═══ Extract
"Last Farewell" (Korean: ; RR: Majimak Insa) is a song by South Korean boy band Big Bang.  It was released through YG Entertainment on November 22, 2007 as the lead single from the quintet's second extended play Hot Issue.  The song was written by G-Dragon and composed by the member and Brave Brothers.  Mirroring the success of the group's preceding single "Lies," the song went on to become a chart topper.

Background and composition 
With the release of their first extended play, Always in 2007, BigBang began to experiment more with their sound, moving away from their original hip hop roots, and experimenting with electronic music and dance music. Their second EP, Hot Issue, released that same year, built on that its predecessor's momentum. "Last Farewell," the lead single, was described by Billboard as one of the most blatant pop songs in the group's repertoire, with a "trance-tinged hip pop" sound. KpopStarz noted that the single included "some of the clubbiest sounds seen from Big Bang up until this point". An English version of the song named "Baby Baby" was included in the quintet's first and second Japanese albums Number 1 and Big Bang, as well in their greatest hits album The Best of Big Bang 2006-2014.

Controversies 
The involvement of G-Dragon in writing and composing the melody – as it was unusual at the time for members of a band to be so involved in the production of their album – raised questions by netizens over how much the rapper actually produced.  Yang Hyun-suk, founder and CEO of YG Entertainment, went on to clarify that G-Dragon wrote and compose the music, with arrangements done by long-time collaborator Brave Brothers.

The success of BigBang spawned the creation of OkBang, a Chinese group whose music and looks were similar to the former.
══════
═══ Material provided
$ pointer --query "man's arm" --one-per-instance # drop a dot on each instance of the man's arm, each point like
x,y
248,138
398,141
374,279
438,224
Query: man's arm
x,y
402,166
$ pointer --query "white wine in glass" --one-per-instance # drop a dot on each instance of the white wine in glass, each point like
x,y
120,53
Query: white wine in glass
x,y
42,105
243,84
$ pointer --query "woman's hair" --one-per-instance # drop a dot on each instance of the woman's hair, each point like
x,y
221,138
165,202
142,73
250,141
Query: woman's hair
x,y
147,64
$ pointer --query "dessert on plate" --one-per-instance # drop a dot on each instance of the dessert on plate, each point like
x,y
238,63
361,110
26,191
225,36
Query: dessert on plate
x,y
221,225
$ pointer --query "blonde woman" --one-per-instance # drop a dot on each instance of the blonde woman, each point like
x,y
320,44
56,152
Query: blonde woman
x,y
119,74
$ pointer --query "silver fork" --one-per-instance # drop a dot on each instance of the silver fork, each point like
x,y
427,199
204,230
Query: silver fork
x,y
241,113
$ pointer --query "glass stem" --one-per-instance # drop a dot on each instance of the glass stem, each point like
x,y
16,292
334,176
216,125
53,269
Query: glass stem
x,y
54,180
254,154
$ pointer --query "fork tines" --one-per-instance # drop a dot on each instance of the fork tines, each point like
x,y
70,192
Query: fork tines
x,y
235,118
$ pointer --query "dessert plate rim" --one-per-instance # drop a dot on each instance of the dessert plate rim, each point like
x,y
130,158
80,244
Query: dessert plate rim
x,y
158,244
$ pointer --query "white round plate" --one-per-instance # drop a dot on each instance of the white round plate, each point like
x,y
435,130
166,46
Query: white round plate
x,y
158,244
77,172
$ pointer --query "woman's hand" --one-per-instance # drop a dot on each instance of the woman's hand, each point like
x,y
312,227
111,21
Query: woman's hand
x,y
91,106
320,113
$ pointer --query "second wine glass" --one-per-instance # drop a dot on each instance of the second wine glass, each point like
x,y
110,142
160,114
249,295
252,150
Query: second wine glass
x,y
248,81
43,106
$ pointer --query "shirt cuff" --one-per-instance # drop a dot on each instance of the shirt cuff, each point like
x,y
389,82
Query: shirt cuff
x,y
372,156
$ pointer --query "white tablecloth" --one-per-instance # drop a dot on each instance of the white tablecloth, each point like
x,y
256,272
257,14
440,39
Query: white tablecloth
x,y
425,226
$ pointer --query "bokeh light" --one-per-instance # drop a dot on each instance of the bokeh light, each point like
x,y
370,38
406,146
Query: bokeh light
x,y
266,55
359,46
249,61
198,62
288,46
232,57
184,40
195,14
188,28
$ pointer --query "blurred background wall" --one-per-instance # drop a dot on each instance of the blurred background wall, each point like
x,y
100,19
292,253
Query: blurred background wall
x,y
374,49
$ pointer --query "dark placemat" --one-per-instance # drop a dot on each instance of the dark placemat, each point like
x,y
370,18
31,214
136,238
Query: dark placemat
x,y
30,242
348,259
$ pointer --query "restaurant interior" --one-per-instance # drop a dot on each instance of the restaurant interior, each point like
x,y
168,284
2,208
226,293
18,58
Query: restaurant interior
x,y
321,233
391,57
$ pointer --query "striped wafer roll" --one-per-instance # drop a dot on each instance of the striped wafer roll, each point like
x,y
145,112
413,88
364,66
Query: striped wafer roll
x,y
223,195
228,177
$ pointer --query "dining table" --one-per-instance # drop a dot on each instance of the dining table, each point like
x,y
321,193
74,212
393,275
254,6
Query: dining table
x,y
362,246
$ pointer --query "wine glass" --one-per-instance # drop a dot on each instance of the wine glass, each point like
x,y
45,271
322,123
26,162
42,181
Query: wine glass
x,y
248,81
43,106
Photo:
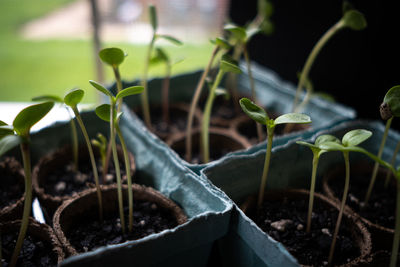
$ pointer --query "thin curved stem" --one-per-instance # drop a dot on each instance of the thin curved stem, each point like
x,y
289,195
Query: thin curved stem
x,y
342,206
128,176
375,170
311,58
116,166
270,136
193,106
27,203
312,190
92,161
206,118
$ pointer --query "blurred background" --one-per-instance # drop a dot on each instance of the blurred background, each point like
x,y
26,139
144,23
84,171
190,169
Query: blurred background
x,y
47,46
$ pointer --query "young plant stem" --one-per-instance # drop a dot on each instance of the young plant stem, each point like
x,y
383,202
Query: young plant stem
x,y
311,58
128,176
27,203
342,205
193,106
74,136
165,94
270,136
116,166
375,170
312,190
144,95
253,89
206,118
396,238
92,160
393,161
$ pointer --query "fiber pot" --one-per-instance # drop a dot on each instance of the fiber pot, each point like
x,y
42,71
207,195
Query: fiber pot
x,y
83,208
56,164
11,189
41,246
283,216
379,215
222,142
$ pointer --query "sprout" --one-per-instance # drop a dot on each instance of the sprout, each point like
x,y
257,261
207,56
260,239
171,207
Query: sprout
x,y
72,99
260,115
219,45
226,65
317,152
108,113
18,133
352,19
74,134
155,36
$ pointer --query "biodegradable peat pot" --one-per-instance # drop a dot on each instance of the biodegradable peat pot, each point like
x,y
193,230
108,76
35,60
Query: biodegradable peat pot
x,y
283,216
378,216
41,247
178,113
11,189
222,142
81,210
47,173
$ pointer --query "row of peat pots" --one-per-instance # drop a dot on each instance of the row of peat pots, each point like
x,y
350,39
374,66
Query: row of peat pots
x,y
161,234
274,233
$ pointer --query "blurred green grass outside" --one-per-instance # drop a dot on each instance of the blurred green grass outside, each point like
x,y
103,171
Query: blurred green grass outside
x,y
30,68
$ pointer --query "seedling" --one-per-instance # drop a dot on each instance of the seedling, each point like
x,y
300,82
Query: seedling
x,y
219,45
12,135
74,134
108,113
260,115
350,142
226,65
161,56
155,36
389,109
317,152
72,99
352,19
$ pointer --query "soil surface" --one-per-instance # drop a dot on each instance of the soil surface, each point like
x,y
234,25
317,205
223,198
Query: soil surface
x,y
148,218
285,221
382,204
34,252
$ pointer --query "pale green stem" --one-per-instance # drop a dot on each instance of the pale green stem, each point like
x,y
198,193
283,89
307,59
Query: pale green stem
x,y
193,106
312,190
311,58
128,176
342,206
270,136
393,161
27,203
74,137
396,238
206,118
92,160
375,170
116,166
144,95
253,89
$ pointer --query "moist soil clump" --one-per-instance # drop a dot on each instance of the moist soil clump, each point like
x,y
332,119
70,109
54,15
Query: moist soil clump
x,y
381,205
148,218
285,221
34,252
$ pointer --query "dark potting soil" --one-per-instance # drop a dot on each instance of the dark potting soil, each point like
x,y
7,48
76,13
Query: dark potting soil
x,y
148,218
285,221
66,182
382,204
11,188
34,252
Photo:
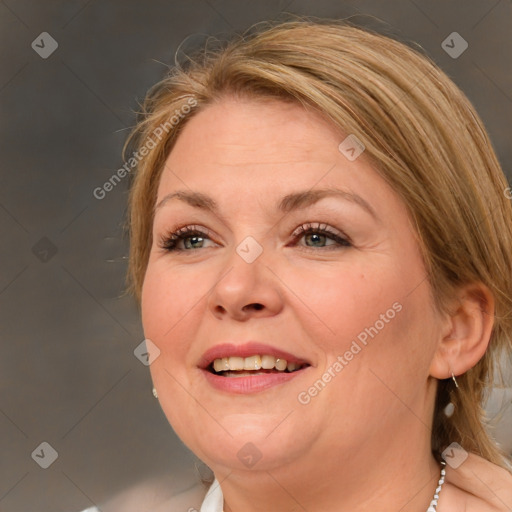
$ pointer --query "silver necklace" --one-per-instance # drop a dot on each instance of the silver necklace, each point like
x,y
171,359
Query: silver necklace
x,y
433,504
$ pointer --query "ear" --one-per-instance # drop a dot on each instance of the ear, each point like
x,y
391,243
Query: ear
x,y
466,332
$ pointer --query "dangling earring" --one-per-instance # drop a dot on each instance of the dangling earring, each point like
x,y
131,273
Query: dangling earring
x,y
450,408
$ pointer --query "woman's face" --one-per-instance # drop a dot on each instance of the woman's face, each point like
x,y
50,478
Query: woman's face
x,y
334,280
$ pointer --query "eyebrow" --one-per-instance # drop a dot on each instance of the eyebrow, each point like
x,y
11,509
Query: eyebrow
x,y
290,202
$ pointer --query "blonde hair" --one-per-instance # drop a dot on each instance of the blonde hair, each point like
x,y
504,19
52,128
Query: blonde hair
x,y
423,137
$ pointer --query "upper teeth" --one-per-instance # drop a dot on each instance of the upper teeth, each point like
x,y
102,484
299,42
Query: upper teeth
x,y
253,363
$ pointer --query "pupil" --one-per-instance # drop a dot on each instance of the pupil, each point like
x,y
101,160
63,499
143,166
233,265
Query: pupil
x,y
319,237
191,240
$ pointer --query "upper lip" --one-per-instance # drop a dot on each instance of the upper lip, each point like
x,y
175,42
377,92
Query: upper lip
x,y
247,349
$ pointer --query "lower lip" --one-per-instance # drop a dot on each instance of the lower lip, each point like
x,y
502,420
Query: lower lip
x,y
249,384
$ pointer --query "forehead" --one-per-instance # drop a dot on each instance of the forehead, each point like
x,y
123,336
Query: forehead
x,y
256,151
243,132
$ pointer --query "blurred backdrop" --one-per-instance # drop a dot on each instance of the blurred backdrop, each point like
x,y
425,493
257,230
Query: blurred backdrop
x,y
73,395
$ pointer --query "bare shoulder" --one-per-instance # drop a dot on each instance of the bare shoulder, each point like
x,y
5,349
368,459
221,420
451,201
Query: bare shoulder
x,y
476,485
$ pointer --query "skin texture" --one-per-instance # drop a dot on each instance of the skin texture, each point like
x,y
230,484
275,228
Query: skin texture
x,y
363,442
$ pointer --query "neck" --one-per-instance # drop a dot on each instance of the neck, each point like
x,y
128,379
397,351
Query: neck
x,y
386,474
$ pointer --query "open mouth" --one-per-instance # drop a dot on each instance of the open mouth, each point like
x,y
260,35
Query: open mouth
x,y
252,366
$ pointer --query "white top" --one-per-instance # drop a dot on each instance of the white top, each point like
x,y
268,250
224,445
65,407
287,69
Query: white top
x,y
214,499
140,498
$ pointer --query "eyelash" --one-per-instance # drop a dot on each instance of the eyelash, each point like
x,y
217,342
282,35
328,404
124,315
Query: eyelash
x,y
170,241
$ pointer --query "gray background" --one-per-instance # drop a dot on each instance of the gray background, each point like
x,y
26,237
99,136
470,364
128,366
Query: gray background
x,y
68,374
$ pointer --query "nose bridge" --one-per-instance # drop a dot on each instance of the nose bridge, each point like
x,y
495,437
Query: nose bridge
x,y
246,284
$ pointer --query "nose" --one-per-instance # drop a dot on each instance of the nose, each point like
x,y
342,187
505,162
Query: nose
x,y
245,290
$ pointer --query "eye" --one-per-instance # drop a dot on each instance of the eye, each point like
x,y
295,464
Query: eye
x,y
319,235
191,236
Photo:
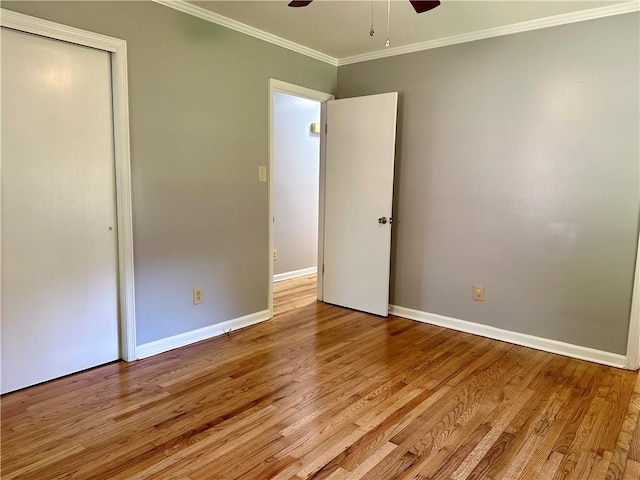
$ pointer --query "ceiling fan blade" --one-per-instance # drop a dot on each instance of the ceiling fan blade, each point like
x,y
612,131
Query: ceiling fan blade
x,y
420,6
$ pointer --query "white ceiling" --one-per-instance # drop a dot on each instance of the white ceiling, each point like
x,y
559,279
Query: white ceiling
x,y
340,29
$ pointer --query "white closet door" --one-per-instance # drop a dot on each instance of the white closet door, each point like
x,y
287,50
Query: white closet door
x,y
59,266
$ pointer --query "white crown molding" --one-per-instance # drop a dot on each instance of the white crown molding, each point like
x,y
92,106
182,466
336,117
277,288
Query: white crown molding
x,y
556,20
531,341
183,339
203,13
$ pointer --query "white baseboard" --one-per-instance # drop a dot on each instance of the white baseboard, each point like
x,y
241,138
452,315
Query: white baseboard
x,y
539,343
187,338
294,274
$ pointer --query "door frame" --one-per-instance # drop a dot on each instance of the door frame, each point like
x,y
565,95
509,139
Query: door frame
x,y
119,83
310,94
633,343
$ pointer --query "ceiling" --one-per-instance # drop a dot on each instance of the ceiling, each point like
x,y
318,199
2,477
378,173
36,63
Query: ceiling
x,y
340,29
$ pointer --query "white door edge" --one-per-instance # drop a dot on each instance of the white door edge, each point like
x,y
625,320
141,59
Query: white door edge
x,y
310,94
118,50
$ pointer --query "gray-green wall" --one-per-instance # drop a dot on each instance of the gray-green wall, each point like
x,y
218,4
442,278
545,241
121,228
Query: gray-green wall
x,y
517,169
199,113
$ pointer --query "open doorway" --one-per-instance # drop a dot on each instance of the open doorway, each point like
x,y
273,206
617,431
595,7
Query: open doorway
x,y
295,184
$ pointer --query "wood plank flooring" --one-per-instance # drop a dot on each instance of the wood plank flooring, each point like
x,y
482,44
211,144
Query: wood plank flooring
x,y
322,392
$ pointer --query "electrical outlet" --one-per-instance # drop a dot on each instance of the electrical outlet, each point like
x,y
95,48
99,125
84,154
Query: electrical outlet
x,y
197,296
478,293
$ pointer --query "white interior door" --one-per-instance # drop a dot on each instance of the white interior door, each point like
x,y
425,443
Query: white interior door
x,y
360,147
59,283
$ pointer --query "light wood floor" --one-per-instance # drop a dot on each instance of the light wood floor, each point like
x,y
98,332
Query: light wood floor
x,y
326,393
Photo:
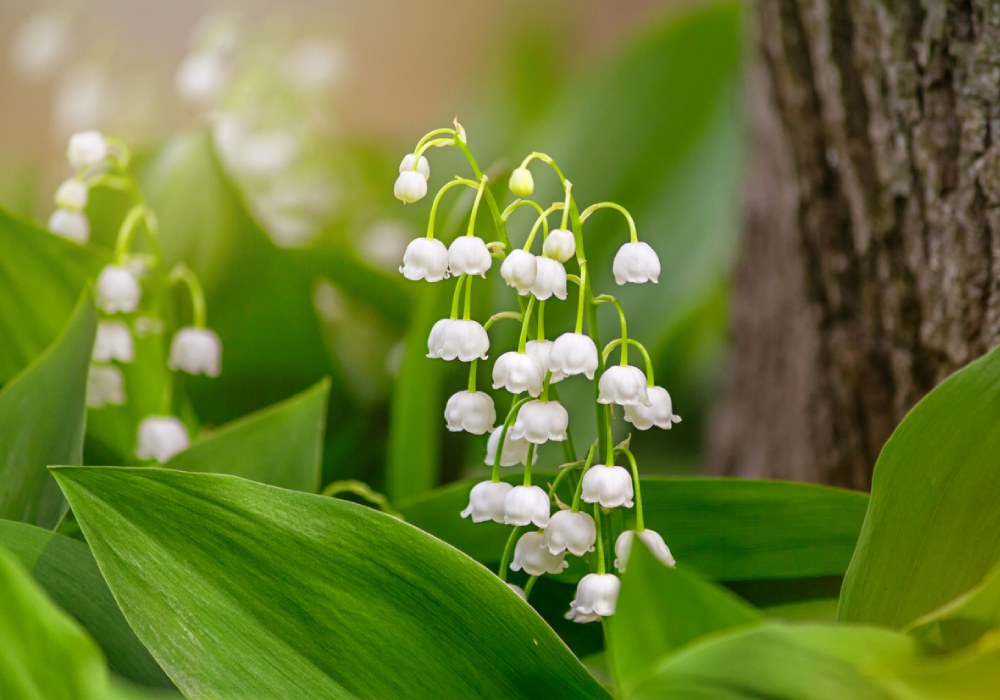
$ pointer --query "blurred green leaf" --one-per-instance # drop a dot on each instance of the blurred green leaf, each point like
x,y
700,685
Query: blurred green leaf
x,y
42,418
248,590
932,530
281,445
67,572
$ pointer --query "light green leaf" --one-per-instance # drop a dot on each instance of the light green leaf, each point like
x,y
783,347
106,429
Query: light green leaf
x,y
248,590
281,445
42,417
932,530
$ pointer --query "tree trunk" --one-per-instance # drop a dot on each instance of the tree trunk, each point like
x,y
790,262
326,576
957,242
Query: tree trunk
x,y
871,261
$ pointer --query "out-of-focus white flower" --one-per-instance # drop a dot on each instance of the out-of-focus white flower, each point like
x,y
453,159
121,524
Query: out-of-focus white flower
x,y
196,351
160,438
471,411
524,505
517,372
425,259
486,501
540,421
572,531
451,339
624,385
607,485
469,255
636,262
113,342
651,538
660,411
532,556
117,290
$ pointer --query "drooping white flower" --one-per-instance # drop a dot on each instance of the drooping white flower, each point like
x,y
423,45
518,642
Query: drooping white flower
x,y
454,338
574,353
113,342
87,149
540,421
71,225
196,351
524,505
469,255
534,558
610,486
425,259
651,538
117,290
637,263
471,411
596,597
624,385
572,531
160,438
560,245
105,386
660,411
514,451
486,501
550,279
519,270
517,372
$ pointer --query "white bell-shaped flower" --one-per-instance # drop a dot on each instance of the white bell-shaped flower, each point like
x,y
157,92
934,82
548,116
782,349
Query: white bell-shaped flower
x,y
457,339
118,291
105,386
519,270
87,149
471,411
596,597
423,167
525,505
486,501
517,372
71,225
574,353
540,421
651,538
559,244
113,342
161,437
659,412
637,263
532,556
469,255
425,259
550,279
514,451
572,531
624,385
196,351
610,486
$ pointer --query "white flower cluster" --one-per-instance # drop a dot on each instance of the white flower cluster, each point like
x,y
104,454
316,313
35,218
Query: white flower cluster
x,y
529,373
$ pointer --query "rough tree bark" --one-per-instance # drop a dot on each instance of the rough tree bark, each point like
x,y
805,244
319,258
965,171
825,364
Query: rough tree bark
x,y
871,261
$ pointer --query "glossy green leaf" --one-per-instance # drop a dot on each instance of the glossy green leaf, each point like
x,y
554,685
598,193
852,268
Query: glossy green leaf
x,y
42,417
281,445
932,530
245,590
67,572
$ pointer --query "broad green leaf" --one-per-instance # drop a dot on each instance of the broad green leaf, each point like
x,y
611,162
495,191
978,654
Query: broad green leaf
x,y
932,530
41,279
245,590
661,610
42,417
67,572
281,445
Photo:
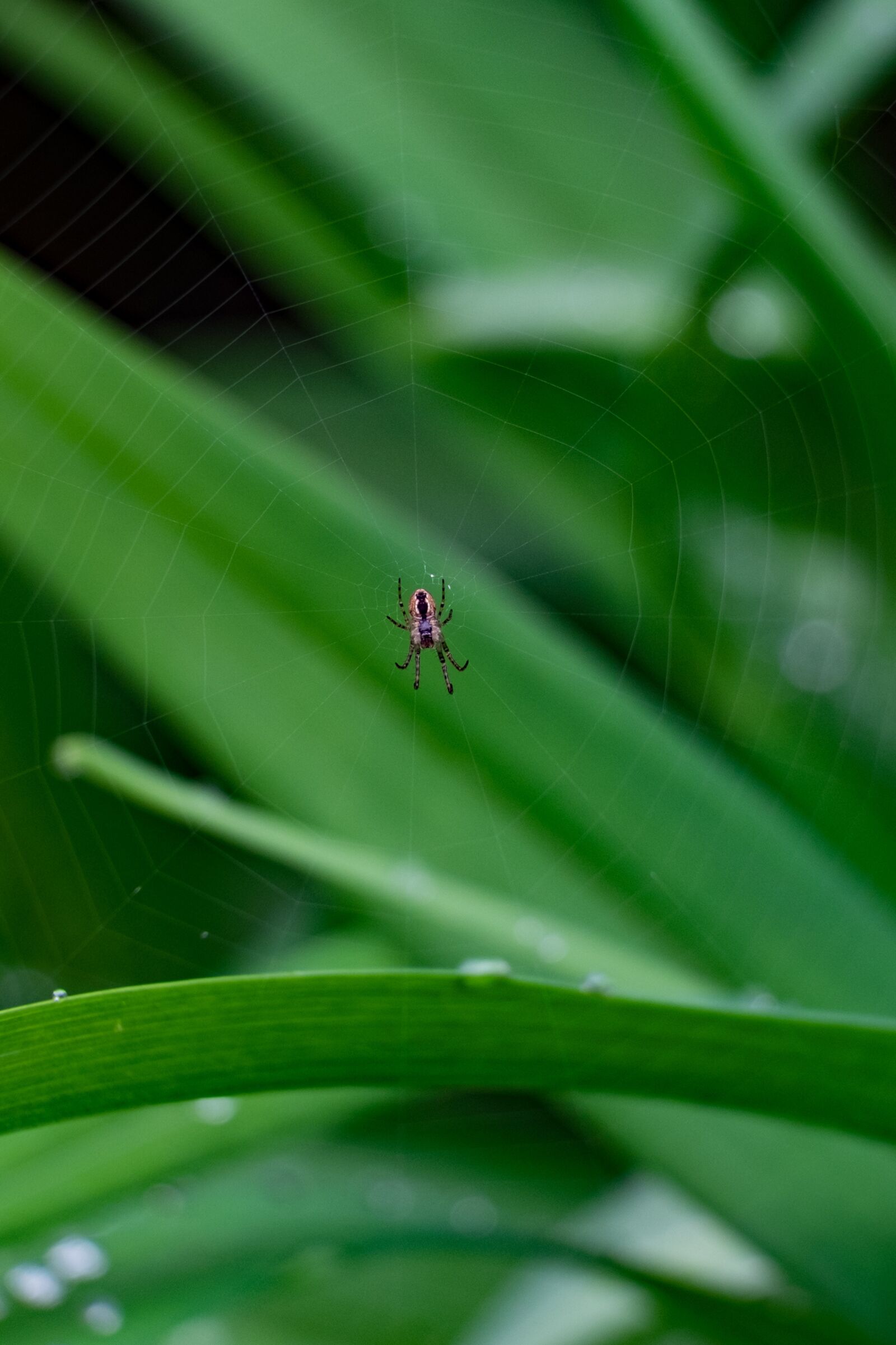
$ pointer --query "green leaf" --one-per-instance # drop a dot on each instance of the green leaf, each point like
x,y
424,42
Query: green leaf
x,y
477,1029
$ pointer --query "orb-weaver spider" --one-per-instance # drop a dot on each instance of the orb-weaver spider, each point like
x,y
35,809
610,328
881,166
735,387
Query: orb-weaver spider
x,y
426,626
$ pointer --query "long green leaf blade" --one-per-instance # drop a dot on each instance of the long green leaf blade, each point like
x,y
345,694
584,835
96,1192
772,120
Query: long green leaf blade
x,y
127,1048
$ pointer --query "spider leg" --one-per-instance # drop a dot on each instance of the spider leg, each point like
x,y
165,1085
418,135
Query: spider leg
x,y
459,666
410,650
444,669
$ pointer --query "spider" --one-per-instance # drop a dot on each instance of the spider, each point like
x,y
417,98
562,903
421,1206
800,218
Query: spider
x,y
426,627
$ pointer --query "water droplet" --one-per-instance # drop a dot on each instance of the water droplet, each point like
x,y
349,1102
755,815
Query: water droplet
x,y
474,1216
34,1285
77,1258
750,322
552,947
817,657
485,968
216,1112
759,998
596,984
104,1317
412,880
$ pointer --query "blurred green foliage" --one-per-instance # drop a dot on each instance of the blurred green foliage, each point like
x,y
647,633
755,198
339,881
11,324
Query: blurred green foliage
x,y
591,311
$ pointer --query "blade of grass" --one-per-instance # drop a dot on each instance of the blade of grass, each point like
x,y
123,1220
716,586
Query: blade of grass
x,y
452,912
127,1048
171,135
820,244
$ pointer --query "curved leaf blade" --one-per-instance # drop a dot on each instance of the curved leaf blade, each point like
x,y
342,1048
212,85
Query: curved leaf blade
x,y
148,1044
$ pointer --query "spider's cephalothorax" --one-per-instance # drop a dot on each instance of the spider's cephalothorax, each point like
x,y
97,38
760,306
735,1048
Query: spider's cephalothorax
x,y
426,626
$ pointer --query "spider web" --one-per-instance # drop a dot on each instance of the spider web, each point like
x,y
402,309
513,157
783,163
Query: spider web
x,y
610,417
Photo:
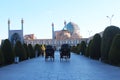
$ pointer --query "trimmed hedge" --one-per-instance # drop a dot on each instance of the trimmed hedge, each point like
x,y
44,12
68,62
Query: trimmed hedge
x,y
7,52
20,51
114,54
107,39
95,47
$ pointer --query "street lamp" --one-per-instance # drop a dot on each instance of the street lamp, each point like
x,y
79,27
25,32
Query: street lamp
x,y
110,18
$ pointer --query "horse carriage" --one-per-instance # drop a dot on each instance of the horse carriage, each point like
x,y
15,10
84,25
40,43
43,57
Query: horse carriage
x,y
49,52
65,52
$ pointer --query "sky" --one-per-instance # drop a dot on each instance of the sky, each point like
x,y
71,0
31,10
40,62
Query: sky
x,y
38,15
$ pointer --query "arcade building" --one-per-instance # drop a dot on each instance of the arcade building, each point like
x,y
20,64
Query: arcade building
x,y
70,34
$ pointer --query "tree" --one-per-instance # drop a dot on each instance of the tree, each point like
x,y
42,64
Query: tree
x,y
95,47
31,50
7,52
114,54
83,47
107,39
20,51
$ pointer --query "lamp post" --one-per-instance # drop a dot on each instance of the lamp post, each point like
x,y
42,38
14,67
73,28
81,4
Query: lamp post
══════
### The tasks
1/ Answer these from the "Last Farewell" article:
(a) On what date was the song released?
(b) What is the English version of the song called?
(c) Who is the founder and CEO of YG Entertainment?
2/ Pull out the part of the "Last Farewell" article that begins at the words "Controversies" and stops after "collaborator Brave Brothers.", copying it word for word.
The items have nothing to do with the "Last Farewell" article.

### Expected answers
1/
(a) November 22, 2007
(b) "Baby Baby"
(c) Yang Hyun-suk

2/
Controversies 
The involvement of G-Dragon in writing and composing the melody – as it was unusual at the time for members of a band to be so involved in the production of their album – raised questions by netizens over how much the rapper actually produced.  Yang Hyun-suk, founder and CEO of YG Entertainment, went on to clarify that G-Dragon wrote and compose the music, with arrangements done by long-time collaborator Brave Brothers.